**Data records:**
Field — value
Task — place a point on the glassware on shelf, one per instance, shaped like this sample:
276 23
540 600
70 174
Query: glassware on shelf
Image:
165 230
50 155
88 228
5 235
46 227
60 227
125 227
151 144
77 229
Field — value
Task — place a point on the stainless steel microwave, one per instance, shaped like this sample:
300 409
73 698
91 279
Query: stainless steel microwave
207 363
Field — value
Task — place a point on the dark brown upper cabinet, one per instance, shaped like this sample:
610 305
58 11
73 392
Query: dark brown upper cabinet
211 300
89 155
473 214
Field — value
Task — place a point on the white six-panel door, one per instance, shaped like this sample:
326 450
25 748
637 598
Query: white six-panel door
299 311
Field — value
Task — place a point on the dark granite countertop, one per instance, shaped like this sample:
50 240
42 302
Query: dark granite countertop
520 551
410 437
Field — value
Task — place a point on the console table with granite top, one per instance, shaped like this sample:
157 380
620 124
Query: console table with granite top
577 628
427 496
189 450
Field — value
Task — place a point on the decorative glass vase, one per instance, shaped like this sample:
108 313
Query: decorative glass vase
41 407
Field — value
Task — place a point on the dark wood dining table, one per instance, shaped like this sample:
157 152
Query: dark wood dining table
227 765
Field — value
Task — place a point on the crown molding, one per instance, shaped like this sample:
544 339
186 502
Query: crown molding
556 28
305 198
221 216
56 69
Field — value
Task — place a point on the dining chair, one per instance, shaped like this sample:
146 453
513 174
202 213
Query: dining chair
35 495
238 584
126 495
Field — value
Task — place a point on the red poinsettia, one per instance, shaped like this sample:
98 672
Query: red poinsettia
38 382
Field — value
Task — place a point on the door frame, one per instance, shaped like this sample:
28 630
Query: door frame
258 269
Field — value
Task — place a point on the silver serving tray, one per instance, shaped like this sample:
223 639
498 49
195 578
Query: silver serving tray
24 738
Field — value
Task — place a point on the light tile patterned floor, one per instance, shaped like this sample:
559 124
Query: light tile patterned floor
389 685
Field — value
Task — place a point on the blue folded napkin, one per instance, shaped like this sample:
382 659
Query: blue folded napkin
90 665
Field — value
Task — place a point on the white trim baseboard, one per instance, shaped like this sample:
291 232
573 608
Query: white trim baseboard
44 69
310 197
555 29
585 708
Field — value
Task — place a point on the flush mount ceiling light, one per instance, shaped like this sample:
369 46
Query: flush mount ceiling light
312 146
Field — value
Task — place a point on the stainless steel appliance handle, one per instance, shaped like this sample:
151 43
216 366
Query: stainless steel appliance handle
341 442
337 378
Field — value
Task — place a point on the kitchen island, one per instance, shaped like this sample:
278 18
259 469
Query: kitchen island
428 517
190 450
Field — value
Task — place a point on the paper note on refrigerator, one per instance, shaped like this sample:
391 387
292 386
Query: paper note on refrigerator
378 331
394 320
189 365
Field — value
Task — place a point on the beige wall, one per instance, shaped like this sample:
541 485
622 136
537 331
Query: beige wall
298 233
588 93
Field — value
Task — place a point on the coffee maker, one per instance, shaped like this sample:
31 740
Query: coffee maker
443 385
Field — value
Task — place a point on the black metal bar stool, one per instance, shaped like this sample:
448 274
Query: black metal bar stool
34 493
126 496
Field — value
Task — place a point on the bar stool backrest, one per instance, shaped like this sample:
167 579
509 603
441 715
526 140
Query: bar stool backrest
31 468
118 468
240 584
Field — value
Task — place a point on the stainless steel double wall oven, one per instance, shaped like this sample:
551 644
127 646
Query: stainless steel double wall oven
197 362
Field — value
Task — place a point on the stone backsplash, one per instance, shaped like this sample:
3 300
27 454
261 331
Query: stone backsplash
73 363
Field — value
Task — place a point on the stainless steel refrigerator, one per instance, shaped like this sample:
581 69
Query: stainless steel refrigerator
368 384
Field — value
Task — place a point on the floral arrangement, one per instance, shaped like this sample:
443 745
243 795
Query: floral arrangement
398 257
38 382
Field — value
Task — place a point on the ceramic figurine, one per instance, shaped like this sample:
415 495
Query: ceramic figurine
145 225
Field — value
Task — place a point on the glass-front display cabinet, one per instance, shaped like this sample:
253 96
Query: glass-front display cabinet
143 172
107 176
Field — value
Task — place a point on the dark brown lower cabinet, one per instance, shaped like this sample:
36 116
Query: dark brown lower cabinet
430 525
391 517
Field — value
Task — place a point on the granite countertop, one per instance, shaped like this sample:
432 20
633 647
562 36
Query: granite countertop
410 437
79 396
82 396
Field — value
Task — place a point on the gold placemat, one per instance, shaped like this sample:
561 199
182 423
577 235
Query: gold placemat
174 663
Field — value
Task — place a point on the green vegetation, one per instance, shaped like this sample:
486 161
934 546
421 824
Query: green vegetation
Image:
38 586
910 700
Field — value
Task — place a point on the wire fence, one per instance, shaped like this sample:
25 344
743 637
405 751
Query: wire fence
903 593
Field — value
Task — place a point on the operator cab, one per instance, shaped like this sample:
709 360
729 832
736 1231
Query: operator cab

**What you have to do:** Copy out each line exactly.

**Finished answer:**
Field — value
Task — place a point on the glassware on shelf, one per instance, shaped like this sample:
276 23
540 600
70 174
Query: glassware on shelf
Image:
165 230
50 155
88 228
5 235
46 227
60 227
125 227
151 144
77 229
Field — value
Task — place a point on the stainless steel microwave, one per instance, shaped like this sample:
300 409
73 698
91 279
Query: stainless steel microwave
207 363
Field — value
Task — place a point on the dark brown upper cabinet, one per instance, shaped like this sample:
610 305
58 11
73 392
Query: dark brown upper cabinet
211 300
89 155
473 214
Field — value
Task — place a point on the white six-panel door, one per instance, shaped like this sample:
326 450
25 748
637 598
Query: white six-panel door
299 311
Field — value
Task — place a point on the dark granite countertop, one per instance, shaped like this sample:
50 240
42 302
Query: dark granite countertop
520 551
410 437
Field — value
Task — place a point on the console table with granite top, one per instance, shaped like this sample:
157 380
620 124
Query: console table with granite top
577 628
427 496
189 450
Field — value
Task — place a point on the decorative glass vase, one per instance, shaped like this sample:
108 313
Query: decorative glass vase
41 407
Field — value
Task — place a point on the dark wood dining table, one per instance, shaped like this sample:
157 152
Query: dark wood dining table
227 765
Field — value
Task — place a point on the crown molding, one per instance, shaped like this sample:
544 339
186 502
Query: crown molding
556 28
305 198
221 216
56 69
Field — value
Task — place a point on the dining chair, one per instance, shaped like this sample:
146 453
513 174
202 213
Query: dining chair
35 495
238 584
126 495
Field — value
Task — place a point on the red poinsettia, one per instance, shaped like this sample:
98 672
Query: red poinsettia
38 382
Field — value
Task — place a point on the door frame, one per instance, shaped like this sample:
28 630
Query: door frame
258 269
Field — value
Task — place a point on the silver serving tray, one per instance, shaped like this sample:
223 639
498 49
195 578
Query: silver serving tray
24 738
Field — value
Task — place a point on the light tile patterned floor, one per instance, shaped like this sample:
559 124
Query: light tile patterned floor
389 685
Field — value
Task — place a point on the blue folded napkin, one per instance, shaped like this sample:
382 659
Query: blue folded napkin
90 665
Field — value
Task — place a point on the white trim baseboard, one per instance, shaped like this sample:
291 232
573 608
Query: white trim baseboard
44 69
310 197
555 29
585 708
Field — value
Task — place a point on the flush mount ceiling light, one per instance, shaped like this sample:
369 46
Query: flush mount ceiling light
312 146
Field — value
Task — place a point on the stainless steel appliance handle, one per instance, shaped like this sample:
151 43
216 366
Query: stainless steel appliance handle
341 442
337 378
Field — value
Task — place a point on the kitchen island, one per instance, shaped like this sample:
278 18
259 469
Query: kitchen island
428 517
190 450
Field — value
Task — place a point on the paper note on refrigerator, one per instance, shaped like this sample:
391 387
292 386
Query: paper note on refrigerator
378 331
394 320
189 365
Field — value
Task — place a point on the beige wall, one per instance, shaped like this sample:
541 485
622 136
537 331
Query: beige wall
298 233
588 93
Field — value
Task — place a point on the coffee maker, one per instance, shaped like this sample:
31 740
Query: coffee maker
443 385
Field — value
Task — place a point on the black metal bar stool, one per instance, shaped like this sample:
448 274
Query: black metal bar stool
34 493
126 496
Field — value
Task — place a point on the bar stool backrest, one per instance, shaped like this sample:
167 579
509 603
441 715
526 140
Query: bar stool backrest
31 468
118 468
240 584
Field — value
Task — place a point on the stainless steel double wall oven, one per instance, shaped like this sample:
551 644
127 646
Query: stainless steel double wall oven
197 362
Field — value
Task — place a point on the stone backsplash, one per instance, shaped like this sample:
3 300
27 454
261 331
Query: stone backsplash
73 363
Field — value
Task — place a point on the stainless steel refrigerator, one per instance, shaped like this sample:
581 69
Query: stainless steel refrigerator
368 384
Field — value
Task — place a point on the floral arrangement, one per instance, shaped like this sample:
443 745
243 795
Query: floral arrangement
398 257
38 382
Field — value
Task — place a point on the ceramic figurine, one per instance, shaped like this sample:
415 495
Query: ceramic figurine
145 225
Field — value
Task — place a point on the glass-front display cabinet, one per instance, shaped like this sample:
253 96
Query: glass-front display cabinet
143 172
107 176
Field — value
Task — place a point on the dark brown lower cabinet, one per instance, shaped like this sample:
36 116
Query: dark brown lower cabinet
430 525
391 517
Field — value
Task — place a point on the granite countertop, one per instance, shaped like this sample:
432 20
633 647
562 36
Query: granite countertop
410 437
79 396
82 396
Field — value
Task — place a point on the gold placemat, one per instance, shaped like this sample:
561 199
182 423
577 235
Query: gold placemat
174 663
Field — value
Task — place a point on the green vegetation, one per instance, shaped like this sample:
486 161
934 546
421 824
Query: green vegetation
Image:
38 586
910 700
Field — value
Task — place a point on the wire fence, one per instance, shaped like this sample:
25 344
743 637
405 751
Query: wire fence
903 593
Field — value
Task — place a point on the operator cab, one per instance, shaped like this sample:
709 360
729 832
736 1231
Query: operator cab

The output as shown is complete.